§ **REQUIRED WORK**:
Below are the records; print them all without any alteration.

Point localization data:
Start of Block

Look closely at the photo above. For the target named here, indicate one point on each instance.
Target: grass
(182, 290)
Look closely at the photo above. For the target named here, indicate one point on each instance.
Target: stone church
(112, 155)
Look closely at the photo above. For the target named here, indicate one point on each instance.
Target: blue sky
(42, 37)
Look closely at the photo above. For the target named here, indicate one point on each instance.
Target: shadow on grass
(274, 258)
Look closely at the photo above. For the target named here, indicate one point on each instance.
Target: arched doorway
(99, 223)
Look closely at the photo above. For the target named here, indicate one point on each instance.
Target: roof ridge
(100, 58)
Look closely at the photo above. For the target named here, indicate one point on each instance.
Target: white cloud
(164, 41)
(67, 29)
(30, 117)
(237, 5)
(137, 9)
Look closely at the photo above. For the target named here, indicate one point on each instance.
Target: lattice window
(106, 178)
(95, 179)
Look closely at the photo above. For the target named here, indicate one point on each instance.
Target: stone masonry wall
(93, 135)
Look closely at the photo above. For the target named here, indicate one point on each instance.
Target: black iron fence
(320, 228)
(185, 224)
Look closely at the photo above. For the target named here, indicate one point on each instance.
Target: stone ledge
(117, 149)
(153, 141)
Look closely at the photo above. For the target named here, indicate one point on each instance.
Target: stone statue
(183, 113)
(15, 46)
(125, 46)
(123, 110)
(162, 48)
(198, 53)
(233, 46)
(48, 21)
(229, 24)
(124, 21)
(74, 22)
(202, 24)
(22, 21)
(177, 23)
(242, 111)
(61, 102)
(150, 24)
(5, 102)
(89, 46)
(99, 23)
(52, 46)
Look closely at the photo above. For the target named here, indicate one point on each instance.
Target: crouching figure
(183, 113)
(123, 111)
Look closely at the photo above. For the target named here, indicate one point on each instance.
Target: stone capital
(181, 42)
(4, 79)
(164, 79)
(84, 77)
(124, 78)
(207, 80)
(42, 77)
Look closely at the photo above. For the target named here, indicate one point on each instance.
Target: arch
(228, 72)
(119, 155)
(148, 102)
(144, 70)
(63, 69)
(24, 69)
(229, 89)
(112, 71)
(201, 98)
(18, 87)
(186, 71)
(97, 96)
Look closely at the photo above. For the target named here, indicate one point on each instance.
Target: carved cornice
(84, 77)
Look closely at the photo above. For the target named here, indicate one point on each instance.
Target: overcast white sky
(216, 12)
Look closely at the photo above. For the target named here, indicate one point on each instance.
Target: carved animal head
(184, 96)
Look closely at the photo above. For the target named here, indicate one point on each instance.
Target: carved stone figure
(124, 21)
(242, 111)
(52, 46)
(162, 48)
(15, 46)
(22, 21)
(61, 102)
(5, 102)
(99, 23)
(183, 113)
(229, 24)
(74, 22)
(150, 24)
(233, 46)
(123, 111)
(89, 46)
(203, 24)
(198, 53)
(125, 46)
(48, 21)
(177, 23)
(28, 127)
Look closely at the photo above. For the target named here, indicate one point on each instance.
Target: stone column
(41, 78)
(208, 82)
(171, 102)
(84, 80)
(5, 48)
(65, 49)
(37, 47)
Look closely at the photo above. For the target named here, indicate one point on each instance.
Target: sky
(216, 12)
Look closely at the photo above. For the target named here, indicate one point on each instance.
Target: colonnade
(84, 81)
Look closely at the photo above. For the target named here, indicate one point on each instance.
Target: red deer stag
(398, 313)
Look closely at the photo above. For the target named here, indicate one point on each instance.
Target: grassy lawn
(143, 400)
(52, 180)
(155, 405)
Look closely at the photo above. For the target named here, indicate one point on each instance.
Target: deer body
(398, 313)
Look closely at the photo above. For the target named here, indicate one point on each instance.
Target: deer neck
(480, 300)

End of Block

§ **OUTPUT OF THE TASK**:
Look closely at the photo above. For the target named here, indicate one point on each instance.
Target: grass
(182, 290)
Look closely at the photo above. For the target named here, indicate one point on each instance.
Target: stone church
(112, 155)
Look closely at the photo above. For the target named here, indicate one point on each instance.
Target: blue sky
(42, 37)
Look closely at the photo above. For the target named here, indicate one point on each instance.
Target: shadow on grass
(274, 258)
Look closely at the photo above. For the target named here, indicate one point on each instance.
Target: arched doorway
(99, 223)
Look closely at the photo above. For the target named here, indicate one point on each instance.
Target: roof ridge
(100, 58)
Look closely at the photo above. For the target named here, indicate one point on each instance.
Target: white cloud
(164, 41)
(67, 29)
(30, 117)
(237, 5)
(137, 9)
Look closely at the photo above. For the target named here, indicate one point on each instance.
Target: lattice window
(106, 178)
(95, 179)
Look closely at the photo above. For the target named here, indicate one point on each instance.
Target: stone masonry wall
(93, 135)
Look closely at the photo above. For the target named here, indicate one point on each instance.
Target: black iron fence
(320, 228)
(185, 224)
Look closely at the photo above. For the target named here, indicate one point on each instance.
Target: stone ledge
(117, 149)
(153, 141)
Look closely at the photo above. For the target named here, indicate one point on each instance.
Target: stone statue
(183, 113)
(15, 46)
(125, 46)
(123, 110)
(162, 48)
(198, 53)
(233, 46)
(48, 21)
(229, 24)
(124, 21)
(74, 22)
(202, 24)
(22, 21)
(177, 23)
(242, 111)
(61, 102)
(150, 24)
(5, 102)
(89, 46)
(99, 23)
(52, 46)
Look closely at the photo above. For the target named here, indicate one point on each instance.
Target: crouching figure
(183, 113)
(123, 111)
Look closely at the photo above. For the target named here, indicate one point on each instance.
Target: stone capital
(181, 42)
(4, 79)
(164, 79)
(84, 77)
(124, 78)
(207, 80)
(42, 77)
Look closely at the photo above. For the target named here, indicate one point on each instance.
Target: arch
(228, 72)
(119, 155)
(148, 102)
(144, 70)
(63, 69)
(24, 69)
(229, 89)
(112, 71)
(201, 98)
(18, 87)
(186, 71)
(97, 96)
Look closely at the photo above. For the target named here, indicate one point on each instance.
Target: carved cornice
(84, 77)
Look closely at the photo above. For the target named here, indicate one point on each instance.
Target: overcast white sky
(216, 12)
Look closely at the photo above. For the target named here, indicate one point on each instance.
Target: carved animal head
(184, 96)
Look closely at the photo above. For the target named here, indicate one point on each instance.
Target: carved stone figure
(124, 21)
(242, 111)
(52, 46)
(162, 48)
(15, 46)
(22, 21)
(61, 102)
(5, 102)
(99, 23)
(183, 113)
(229, 24)
(74, 22)
(150, 24)
(233, 46)
(123, 111)
(89, 46)
(203, 24)
(198, 53)
(125, 46)
(48, 21)
(177, 23)
(28, 127)
Look closely at the photo above. For the target named here, indicate one point on each instance.
Target: stone column
(41, 78)
(208, 82)
(171, 102)
(84, 80)
(5, 48)
(65, 49)
(37, 47)
Look closely at the photo above. For the target named here, indicate one point on each instance.
Target: sky
(216, 12)
Look closely at the photo above. For the target named here, indicate one point on each instance.
Target: colonnade
(84, 81)
Look closely at the photo above. For the target named here, indicate one point on each instance.
Target: red deer stag
(398, 313)
Look closely at the photo above. For the target named here, indicate one point on each instance.
Target: grassy lawn
(143, 400)
(52, 180)
(155, 405)
Look closely at the photo above. For the target named here, indicate one point on each instance.
Target: deer body
(398, 313)
Look closely at the photo above. For the target named here, indicate one point on each instance.
Target: deer neck
(480, 300)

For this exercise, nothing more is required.